__Set task__
Rewrite all the lines below with every "thickest" changed to "widest" and nothing else altered. Leave the pictures out.

__Provided information__
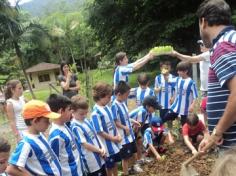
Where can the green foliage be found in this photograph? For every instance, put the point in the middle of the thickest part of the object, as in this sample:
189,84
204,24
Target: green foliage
135,26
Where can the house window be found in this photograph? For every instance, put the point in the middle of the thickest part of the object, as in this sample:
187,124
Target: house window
44,78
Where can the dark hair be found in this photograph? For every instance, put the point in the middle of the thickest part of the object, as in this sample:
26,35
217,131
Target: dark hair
28,121
192,119
184,66
4,145
119,57
57,102
79,102
122,87
215,12
63,63
164,63
101,90
143,79
9,87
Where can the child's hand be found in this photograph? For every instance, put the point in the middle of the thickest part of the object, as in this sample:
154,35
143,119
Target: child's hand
194,152
136,124
102,153
191,108
127,131
117,139
158,158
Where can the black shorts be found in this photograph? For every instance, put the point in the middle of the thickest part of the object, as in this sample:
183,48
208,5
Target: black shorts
112,160
128,150
144,127
170,116
99,172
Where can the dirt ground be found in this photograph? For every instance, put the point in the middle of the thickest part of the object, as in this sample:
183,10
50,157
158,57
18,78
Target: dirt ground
175,156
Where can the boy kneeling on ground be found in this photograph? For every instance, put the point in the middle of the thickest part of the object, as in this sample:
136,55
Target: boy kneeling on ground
193,132
155,136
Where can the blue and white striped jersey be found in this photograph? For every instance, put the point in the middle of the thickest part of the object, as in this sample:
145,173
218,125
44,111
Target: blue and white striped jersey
103,121
140,94
122,73
64,145
85,133
147,137
186,92
120,113
141,115
167,90
223,61
34,154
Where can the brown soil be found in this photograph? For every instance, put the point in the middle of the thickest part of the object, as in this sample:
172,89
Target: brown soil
171,165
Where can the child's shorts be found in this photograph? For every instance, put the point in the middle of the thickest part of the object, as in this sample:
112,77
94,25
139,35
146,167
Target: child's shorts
194,138
112,160
99,172
128,150
170,116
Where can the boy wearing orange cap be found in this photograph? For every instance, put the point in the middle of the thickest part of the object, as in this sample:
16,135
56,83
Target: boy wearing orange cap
33,155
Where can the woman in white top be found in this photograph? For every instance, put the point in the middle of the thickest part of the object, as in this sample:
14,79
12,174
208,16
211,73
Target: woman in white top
15,102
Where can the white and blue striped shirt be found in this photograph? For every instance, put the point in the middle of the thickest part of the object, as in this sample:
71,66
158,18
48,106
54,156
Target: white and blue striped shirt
167,90
34,154
64,145
103,121
85,133
186,92
141,115
122,73
222,70
120,113
140,94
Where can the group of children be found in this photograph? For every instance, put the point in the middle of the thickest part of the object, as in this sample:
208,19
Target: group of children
77,145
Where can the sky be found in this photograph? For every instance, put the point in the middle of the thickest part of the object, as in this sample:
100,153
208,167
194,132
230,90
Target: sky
13,2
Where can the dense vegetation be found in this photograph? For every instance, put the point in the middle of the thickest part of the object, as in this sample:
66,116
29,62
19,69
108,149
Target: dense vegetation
90,32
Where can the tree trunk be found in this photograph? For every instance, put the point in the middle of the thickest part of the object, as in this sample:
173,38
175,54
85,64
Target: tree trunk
19,55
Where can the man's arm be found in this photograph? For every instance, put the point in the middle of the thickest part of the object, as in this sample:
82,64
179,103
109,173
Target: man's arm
187,58
226,121
189,144
229,117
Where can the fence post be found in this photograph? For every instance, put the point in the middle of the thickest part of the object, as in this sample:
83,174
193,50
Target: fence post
194,72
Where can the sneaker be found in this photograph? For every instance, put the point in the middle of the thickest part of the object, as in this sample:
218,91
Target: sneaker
161,150
141,161
137,168
148,160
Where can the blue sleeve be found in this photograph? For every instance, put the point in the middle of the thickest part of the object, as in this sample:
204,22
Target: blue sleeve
194,90
114,112
97,123
225,65
21,154
54,143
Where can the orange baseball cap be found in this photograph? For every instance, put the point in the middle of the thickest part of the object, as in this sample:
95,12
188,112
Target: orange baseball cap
37,108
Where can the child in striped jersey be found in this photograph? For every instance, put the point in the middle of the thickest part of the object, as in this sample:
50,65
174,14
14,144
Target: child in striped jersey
143,114
123,69
186,94
143,90
33,154
91,147
4,155
61,138
164,88
121,116
103,122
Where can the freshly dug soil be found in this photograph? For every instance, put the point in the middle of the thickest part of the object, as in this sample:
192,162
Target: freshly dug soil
175,156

__Response to this task__
Where can the green foliage be found in this photograph? For every instance, put the point in the middle of the widest part of the object, as in this sample:
189,84
204,24
Target: green foliage
135,26
Where can the house window be found in this photograph? For every instance, put the point in the middle of the widest part of the object, as in this sample:
187,124
Target: house window
44,78
Where can the dark hair be found in this photograph? For every instance, put the point in the middle of the widest part of the object, as in this sample:
26,35
217,131
Target: dark hair
28,121
192,119
184,66
4,145
119,57
57,102
79,102
122,87
215,12
63,63
164,63
101,90
143,79
9,87
Where can the child's hand be found in this photograph? For every instance, put the point in the middle of the widest part of the object, as in this sample:
154,35
143,119
Target: child's hand
194,152
136,124
102,153
191,108
127,131
117,139
158,158
Where can the black shorts be found in this photograph? For every instance, put the point in the middle of the widest part of the object, as in this sample:
183,48
208,5
Target: black shorts
112,160
128,150
144,127
170,116
99,172
Where can the dirt ground be found in this photograph? For every instance, put the point in the middle of the widest part of the object, as in this sample:
183,10
50,157
158,57
18,78
Target: dirt ground
175,156
Where can the boy kneeling on ground be found in this photograph? For every instance, put the point in the middle of the widest part of the object, as in this sample:
136,55
Target: boy kneeling on ground
193,132
155,136
Where can the blue and white striped jersey be found in this photograph? For every instance, put the point in the middle of the widest part of the object, as in this sample:
145,173
218,125
44,111
Target: blue and white striped jersey
103,121
140,94
122,73
64,145
85,133
147,137
186,92
120,113
141,115
167,90
223,61
34,154
Where can the brown soil be found in this photograph? For every instance, put the point in the middle of the widest part of the object, as in this sample:
172,89
Target: brown soil
171,165
Where can the child's shorts be found in this photograph? For every instance, put the point in the middle of the widest part of the object, as in this sample:
112,77
94,25
139,35
146,167
Target: child's shorts
194,138
112,160
99,172
128,150
170,116
Where can the boy wearing orange cap be found in this photograph? For every instance, put the point in the middle of the widest part of the object, as in this sample:
16,135
56,83
Target: boy wearing orange cap
33,155
Where can the woman in white top be found in this photograph? For every instance, put the point in the middle of the widest part of the object, as in this sample:
14,79
12,174
208,16
211,73
Target: woman in white top
15,102
Where can the white and blue striped shirt be found in this photograph? For every instance, put the point in the middle of the widest part of the object, as in this sample:
71,66
158,18
48,106
54,156
Target: white and blue striped shirt
167,90
34,154
64,145
103,121
85,133
186,92
141,115
122,73
222,70
120,113
140,94
Where can the group of children be found in this photograph? For every instance, put the point in the middle of the widest part of the object, as in this sample:
208,19
Target: group of children
77,145
Where can the sky be found in this photograph? For every instance, put the point in the middle of the widest part of the object, as in this sample:
100,153
208,167
194,132
230,90
Target: sky
13,2
Where can the dense vegetation be found in this photograph? For every instance, put the point in the middle of the widest part of the object, as in this sample:
66,116
29,62
19,69
108,149
Target: dense vegetation
90,32
Where can the tree trunk be found in this photograph? For every instance, put the point in the middle of the widest part of the object, as in this sample:
173,38
175,54
85,64
Target: tree trunk
19,55
Where can the man's arm be found in this photograph? For every instance, put the point in the middle of the widest part of the object, as in this sample:
82,64
179,103
109,173
Target: man's arm
187,58
226,121
189,144
229,117
Where can the fence post be found in this photograph? For every instance, put the point in the middle of the widest part of the object, as in this sample:
83,174
193,50
Target: fence post
194,72
Where can the sneaker be found in this photograph? For every instance, put the point in the middle of the widest part of the object, as in this sample:
218,91
Target: sneaker
161,150
141,161
137,168
148,160
Where can the blue sleeve be found in this photograph? For every instance, put the point in the middle of the widest part of the object, as in this sample:
204,22
Target: blue sleeve
194,90
114,112
97,123
225,65
21,154
54,143
Where can the orange baseball cap be found in this photograph? For every instance, put the point in the middle of the widest part of the object, as in this sample:
95,12
188,112
Target: orange baseball cap
37,108
Where can the child in striped jersey be found in this photograph? For every instance, put the point in the middle of the widest part of the object, as in this sample:
50,65
174,14
14,144
Target: child in striped jersey
143,114
123,69
186,94
143,90
33,154
91,147
4,155
61,138
164,88
121,116
103,122
Where can the freshly dug soil be found in this photograph? For every instance, put the point in the middle of the widest part of the object, as in this sample:
192,162
Target: freshly dug soil
175,156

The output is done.